> **EXERCISE AIM**
Write out all the data again, exactly as it stands.
SUPPLIED MATERIAL START
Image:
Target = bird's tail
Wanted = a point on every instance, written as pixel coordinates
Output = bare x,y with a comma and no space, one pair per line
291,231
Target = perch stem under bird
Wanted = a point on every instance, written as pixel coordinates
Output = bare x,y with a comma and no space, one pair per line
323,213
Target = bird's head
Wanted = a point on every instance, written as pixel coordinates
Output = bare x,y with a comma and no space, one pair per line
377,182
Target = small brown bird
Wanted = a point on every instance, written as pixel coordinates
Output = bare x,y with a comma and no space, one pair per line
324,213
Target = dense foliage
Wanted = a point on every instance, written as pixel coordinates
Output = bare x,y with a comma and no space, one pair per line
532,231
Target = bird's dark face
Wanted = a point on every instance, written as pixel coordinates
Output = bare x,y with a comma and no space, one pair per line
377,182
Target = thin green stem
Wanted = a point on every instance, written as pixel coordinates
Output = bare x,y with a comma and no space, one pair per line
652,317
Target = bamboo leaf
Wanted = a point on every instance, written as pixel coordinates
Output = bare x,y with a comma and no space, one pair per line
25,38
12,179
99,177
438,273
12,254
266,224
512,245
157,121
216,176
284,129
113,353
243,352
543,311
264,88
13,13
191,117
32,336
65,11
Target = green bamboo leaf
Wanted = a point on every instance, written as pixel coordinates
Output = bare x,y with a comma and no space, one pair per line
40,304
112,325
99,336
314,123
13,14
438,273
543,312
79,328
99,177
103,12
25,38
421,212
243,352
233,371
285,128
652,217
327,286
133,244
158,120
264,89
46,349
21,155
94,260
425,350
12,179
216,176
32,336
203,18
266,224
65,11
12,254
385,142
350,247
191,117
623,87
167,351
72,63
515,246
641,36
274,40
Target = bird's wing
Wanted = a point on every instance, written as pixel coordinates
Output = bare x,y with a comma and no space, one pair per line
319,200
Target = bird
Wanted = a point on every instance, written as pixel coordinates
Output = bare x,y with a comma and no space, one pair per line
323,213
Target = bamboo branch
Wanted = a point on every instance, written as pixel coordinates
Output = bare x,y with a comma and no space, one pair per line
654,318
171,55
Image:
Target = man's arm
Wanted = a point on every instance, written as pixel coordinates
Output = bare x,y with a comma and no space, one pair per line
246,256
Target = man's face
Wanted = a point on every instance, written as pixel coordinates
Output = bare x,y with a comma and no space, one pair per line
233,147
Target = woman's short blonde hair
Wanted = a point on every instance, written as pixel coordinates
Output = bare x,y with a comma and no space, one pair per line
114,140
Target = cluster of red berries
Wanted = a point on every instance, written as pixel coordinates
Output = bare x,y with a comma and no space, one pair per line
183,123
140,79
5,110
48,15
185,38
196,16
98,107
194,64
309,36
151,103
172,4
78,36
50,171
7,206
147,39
SUPPLIED MATERIAL END
> **ANSWER TO THIS PROBLEM**
Image:
Target = bird's tail
Wanted = a point on every instance, written as pixel coordinates
Output = bare x,y with a comma and no space, one pair per line
291,231
Target = perch stem under bird
Wanted = a point on every instance, written as pixel coordinates
Output = bare x,y with a comma and no space, one pair per line
323,213
Target = bird's head
Wanted = a point on every instance, written as pixel coordinates
Output = bare x,y with a comma and no space, one pair per line
377,182
Target = small brown bird
Wanted = a point on every instance, written as pixel coordinates
Output = bare x,y with a comma and no space, one pair per line
324,213
Target = dense foliage
Wanted = a point on every instance, written as pixel coordinates
Output = bare x,y with a comma and no space, one pair per line
532,231
Target = bird's dark face
Wanted = a point on every instance, written as pixel coordinates
Output = bare x,y with a comma and no space, one pair per line
377,182
Target = thin green stem
Wanted = a point on every instance, written as pixel coordinates
Output = bare x,y with a comma and no space, one pair per line
652,317
Target = bamboo leaf
Wanted = a point on every instance, written as pixel coordinates
Output = bare x,y with a comma and no space, one pair per line
25,38
12,179
99,177
438,273
12,254
266,224
512,245
157,121
216,176
284,129
113,353
243,352
543,311
264,88
13,13
191,117
32,336
65,11
Target = green bamboo leaf
Wanted = a point on every instance, written as pixel coordinates
Output = bare x,y with a comma and no space, one pair per line
40,304
112,325
99,336
314,123
13,14
438,273
543,312
79,328
99,177
103,12
25,38
421,212
243,352
233,371
285,128
652,217
327,286
133,244
158,120
264,89
46,349
21,155
94,260
425,350
12,179
216,176
32,336
203,18
266,224
65,11
12,254
385,142
350,247
191,117
623,87
167,351
72,63
515,246
641,36
274,40
Target = bird's wing
Wanted = a point on every instance, written as pixel coordinates
Output = bare x,y with a comma and no space, one pair per line
319,200
Target = bird
Wanted = a point on every instance, written as pixel coordinates
Output = bare x,y with a comma and no space, one pair per line
323,213
Target = bamboo branch
Wanted = a point on every instance, written as pixel coordinates
Output = bare x,y with a comma and no space, one pair per line
654,318
171,55
Image:
Target = man's arm
Wanted = a point on every instance, written as pixel coordinates
Output = bare x,y with a comma and no space, one pair per line
246,256
Target = man's face
Wanted = a point on every instance, written as pixel coordinates
Output = bare x,y with a comma and no space, one pair per line
233,147
Target = woman's short blonde hair
Wanted = a point on every instance, written as pixel coordinates
Output = bare x,y with a comma and no space, one pair per line
114,140
Target = cluster of red berries
Wanted = a point on every instance, written as pixel coordinates
Output = bare x,y with a comma and no space, one pair per line
183,123
140,79
5,110
48,15
185,38
196,16
98,107
194,64
309,36
151,103
172,4
78,36
50,171
7,206
147,39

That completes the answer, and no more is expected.